━━━ Listed records
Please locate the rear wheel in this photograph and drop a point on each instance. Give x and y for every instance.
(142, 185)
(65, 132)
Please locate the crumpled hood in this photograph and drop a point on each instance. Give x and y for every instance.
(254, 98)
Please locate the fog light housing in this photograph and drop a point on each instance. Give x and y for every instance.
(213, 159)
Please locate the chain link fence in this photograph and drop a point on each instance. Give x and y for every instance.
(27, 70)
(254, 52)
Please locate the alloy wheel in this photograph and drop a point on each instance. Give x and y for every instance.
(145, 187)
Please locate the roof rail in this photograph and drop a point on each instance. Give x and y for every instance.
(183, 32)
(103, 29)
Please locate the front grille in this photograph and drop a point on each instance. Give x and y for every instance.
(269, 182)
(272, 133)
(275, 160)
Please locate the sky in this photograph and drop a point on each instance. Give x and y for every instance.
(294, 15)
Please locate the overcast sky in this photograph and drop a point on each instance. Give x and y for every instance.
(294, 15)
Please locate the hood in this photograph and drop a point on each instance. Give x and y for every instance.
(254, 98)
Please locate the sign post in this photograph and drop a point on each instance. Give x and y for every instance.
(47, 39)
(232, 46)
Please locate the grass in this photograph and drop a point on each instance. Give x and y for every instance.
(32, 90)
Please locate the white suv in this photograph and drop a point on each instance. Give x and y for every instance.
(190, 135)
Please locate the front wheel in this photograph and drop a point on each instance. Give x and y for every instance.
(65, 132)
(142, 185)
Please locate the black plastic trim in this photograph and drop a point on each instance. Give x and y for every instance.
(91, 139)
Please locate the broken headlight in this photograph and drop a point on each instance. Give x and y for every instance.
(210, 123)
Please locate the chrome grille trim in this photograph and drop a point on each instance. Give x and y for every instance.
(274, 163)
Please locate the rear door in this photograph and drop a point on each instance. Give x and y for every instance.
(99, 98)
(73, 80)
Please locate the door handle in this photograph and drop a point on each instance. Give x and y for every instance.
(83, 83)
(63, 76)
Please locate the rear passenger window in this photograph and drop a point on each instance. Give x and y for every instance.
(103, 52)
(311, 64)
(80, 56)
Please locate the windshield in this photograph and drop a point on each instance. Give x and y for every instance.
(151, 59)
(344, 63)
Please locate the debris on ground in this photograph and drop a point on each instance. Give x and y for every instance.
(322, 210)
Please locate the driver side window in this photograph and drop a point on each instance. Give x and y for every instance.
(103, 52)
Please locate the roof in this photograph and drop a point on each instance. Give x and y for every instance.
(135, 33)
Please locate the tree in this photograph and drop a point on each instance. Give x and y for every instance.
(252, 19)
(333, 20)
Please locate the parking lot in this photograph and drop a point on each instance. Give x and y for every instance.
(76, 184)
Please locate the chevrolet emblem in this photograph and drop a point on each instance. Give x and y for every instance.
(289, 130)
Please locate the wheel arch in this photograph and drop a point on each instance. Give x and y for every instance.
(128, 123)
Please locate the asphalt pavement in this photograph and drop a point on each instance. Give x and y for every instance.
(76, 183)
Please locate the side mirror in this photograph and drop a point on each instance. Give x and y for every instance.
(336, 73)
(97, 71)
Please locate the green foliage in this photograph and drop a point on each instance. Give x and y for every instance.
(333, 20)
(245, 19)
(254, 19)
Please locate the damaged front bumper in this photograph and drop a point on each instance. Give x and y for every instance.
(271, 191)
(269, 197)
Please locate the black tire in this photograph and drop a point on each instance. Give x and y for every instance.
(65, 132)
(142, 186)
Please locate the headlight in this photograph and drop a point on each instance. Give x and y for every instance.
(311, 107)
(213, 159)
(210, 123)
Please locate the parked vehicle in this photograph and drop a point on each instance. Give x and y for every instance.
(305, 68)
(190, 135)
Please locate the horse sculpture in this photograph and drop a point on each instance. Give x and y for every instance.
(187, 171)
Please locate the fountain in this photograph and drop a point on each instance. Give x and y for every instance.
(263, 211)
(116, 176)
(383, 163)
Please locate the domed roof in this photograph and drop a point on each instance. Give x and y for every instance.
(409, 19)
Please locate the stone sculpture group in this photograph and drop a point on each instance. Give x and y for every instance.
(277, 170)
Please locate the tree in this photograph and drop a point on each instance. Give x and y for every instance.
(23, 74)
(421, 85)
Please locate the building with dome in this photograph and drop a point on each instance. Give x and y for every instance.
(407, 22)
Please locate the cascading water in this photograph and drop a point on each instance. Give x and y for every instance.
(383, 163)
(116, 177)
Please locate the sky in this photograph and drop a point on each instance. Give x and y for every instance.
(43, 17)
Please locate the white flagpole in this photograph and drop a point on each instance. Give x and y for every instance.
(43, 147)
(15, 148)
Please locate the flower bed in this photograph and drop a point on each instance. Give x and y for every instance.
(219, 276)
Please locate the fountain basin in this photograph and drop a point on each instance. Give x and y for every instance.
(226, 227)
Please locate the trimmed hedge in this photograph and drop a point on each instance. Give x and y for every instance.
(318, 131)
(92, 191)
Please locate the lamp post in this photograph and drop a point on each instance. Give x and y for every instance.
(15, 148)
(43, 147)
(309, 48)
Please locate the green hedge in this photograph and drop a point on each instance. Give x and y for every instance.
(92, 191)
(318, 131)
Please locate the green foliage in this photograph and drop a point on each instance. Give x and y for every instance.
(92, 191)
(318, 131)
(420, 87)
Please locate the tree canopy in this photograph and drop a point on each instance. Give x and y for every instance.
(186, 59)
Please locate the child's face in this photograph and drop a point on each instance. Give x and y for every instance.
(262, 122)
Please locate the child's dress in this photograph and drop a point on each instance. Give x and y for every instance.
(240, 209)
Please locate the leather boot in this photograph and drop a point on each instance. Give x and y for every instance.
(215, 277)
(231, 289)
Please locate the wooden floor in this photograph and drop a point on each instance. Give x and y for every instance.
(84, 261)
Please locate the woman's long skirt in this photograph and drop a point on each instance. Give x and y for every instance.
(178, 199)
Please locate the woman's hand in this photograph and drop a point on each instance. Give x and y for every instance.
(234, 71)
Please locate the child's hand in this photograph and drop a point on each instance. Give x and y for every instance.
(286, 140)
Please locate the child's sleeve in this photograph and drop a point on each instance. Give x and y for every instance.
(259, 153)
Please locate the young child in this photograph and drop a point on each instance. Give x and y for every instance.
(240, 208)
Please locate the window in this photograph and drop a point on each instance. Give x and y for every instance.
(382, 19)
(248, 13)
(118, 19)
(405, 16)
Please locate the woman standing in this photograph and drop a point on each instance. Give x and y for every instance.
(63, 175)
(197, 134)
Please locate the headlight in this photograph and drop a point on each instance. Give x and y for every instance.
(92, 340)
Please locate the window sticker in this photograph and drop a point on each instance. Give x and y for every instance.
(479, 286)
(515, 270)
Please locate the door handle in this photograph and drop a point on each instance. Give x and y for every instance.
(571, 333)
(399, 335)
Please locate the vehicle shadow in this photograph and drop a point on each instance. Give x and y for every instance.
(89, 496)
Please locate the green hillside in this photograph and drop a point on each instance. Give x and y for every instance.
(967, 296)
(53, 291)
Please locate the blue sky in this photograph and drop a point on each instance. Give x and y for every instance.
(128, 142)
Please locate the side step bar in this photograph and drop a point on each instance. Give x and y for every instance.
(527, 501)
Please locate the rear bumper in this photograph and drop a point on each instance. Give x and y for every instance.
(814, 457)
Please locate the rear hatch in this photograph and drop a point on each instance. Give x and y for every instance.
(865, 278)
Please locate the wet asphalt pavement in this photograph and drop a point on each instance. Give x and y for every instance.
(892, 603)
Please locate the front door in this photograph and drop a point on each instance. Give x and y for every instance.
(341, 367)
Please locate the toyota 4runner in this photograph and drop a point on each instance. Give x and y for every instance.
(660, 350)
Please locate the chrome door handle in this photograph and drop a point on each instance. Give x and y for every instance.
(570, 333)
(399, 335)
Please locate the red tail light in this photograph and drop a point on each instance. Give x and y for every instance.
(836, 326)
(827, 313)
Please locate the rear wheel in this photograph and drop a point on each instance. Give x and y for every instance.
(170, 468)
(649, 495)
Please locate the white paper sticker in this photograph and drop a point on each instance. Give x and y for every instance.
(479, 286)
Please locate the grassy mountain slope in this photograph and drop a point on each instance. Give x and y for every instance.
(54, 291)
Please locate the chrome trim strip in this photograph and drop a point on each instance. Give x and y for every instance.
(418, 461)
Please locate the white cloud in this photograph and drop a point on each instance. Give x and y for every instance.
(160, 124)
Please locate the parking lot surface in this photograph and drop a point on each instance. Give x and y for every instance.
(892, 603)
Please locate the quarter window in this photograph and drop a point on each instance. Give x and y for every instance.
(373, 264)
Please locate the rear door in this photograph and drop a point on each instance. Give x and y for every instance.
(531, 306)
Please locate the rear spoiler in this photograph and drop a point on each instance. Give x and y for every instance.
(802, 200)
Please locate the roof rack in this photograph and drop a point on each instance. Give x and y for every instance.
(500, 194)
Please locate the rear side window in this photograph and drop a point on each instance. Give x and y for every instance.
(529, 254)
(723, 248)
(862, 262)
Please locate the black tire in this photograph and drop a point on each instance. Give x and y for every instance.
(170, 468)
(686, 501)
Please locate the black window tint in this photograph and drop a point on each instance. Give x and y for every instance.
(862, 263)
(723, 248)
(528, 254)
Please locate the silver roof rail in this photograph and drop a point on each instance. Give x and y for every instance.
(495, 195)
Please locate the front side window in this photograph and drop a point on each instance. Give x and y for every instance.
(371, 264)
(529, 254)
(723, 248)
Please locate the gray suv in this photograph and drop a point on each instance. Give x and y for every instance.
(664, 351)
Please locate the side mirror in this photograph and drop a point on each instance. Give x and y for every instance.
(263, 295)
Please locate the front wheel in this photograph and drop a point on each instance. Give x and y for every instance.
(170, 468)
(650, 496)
━━━━━━
What the exercise asks> Copy exactly, word for word, the line with "Please locate the black window" through the final line of the listing.

Worked solution>
Please locate the black window tint in this photograph and drop a point on each instance. Give x and y for every instance.
(862, 263)
(723, 248)
(528, 254)
Please locate the silver roof rail in this photograph and drop a point on each instance. Give x and y for every instance.
(495, 195)
Please locate the front side window in this photograph and drop a point on each instance. Give x and y for every instance.
(371, 264)
(529, 254)
(723, 248)
Please locate the gray suv in this photograph and drop a point on each instance. Give x and y for every instance.
(664, 351)
Please locate the side mirror in this photograph and drop a point on each instance. Give x and y for every instance.
(263, 295)
Please locate the front wheel in this photograph and drop a point on each instance. Give x and y for every instance.
(170, 468)
(650, 496)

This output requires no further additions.